Work required
For this exercise, restate word for word only the lines from the first line of the data to the line containing "target | white cloud".

Data excerpts
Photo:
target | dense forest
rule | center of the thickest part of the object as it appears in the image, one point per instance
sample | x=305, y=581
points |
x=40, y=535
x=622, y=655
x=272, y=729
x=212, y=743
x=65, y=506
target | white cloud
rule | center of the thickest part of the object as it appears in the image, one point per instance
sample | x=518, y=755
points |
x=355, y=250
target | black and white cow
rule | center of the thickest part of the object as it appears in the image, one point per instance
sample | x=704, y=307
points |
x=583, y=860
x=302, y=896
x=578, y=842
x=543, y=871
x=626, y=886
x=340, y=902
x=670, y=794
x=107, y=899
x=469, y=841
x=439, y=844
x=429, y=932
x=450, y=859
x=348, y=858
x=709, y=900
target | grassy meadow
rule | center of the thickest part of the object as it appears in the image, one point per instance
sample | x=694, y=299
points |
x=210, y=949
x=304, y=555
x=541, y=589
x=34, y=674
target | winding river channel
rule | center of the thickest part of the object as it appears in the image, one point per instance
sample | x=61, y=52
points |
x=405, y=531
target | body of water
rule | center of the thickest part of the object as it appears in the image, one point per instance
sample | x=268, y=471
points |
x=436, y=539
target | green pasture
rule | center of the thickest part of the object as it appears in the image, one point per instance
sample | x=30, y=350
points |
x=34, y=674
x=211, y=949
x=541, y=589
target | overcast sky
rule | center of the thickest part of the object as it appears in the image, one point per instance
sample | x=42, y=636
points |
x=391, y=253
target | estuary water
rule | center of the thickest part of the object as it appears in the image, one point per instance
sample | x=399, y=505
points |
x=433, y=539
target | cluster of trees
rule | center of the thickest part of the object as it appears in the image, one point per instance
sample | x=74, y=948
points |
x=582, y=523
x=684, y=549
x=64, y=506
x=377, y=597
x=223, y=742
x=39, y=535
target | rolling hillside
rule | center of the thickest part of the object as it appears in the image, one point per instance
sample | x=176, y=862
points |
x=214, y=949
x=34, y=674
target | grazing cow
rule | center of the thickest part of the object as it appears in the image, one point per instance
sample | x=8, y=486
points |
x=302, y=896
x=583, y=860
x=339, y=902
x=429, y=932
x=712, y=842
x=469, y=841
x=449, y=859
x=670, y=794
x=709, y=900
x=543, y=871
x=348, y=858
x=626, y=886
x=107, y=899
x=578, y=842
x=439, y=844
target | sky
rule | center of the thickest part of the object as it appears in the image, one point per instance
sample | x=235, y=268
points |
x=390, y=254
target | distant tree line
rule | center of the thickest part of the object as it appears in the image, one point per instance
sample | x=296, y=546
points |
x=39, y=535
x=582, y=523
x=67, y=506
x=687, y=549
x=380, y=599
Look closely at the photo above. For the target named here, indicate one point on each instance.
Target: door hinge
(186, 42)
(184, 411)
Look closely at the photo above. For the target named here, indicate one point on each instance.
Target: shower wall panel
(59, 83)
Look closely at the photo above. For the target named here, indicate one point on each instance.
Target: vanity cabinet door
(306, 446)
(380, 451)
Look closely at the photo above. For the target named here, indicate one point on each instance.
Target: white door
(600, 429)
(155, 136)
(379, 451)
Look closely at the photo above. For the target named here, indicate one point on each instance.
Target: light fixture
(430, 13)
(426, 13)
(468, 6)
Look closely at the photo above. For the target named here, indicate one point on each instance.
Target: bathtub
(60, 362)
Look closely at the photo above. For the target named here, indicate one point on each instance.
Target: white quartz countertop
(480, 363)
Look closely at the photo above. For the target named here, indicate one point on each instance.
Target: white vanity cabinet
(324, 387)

Response to this task
Photo:
target | dense forest
rule | center of the thickest part of the object as it appears in the image, one point per instance
sample | x=305, y=581
points |
x=40, y=535
x=622, y=655
x=272, y=729
x=212, y=743
x=65, y=506
target | white cloud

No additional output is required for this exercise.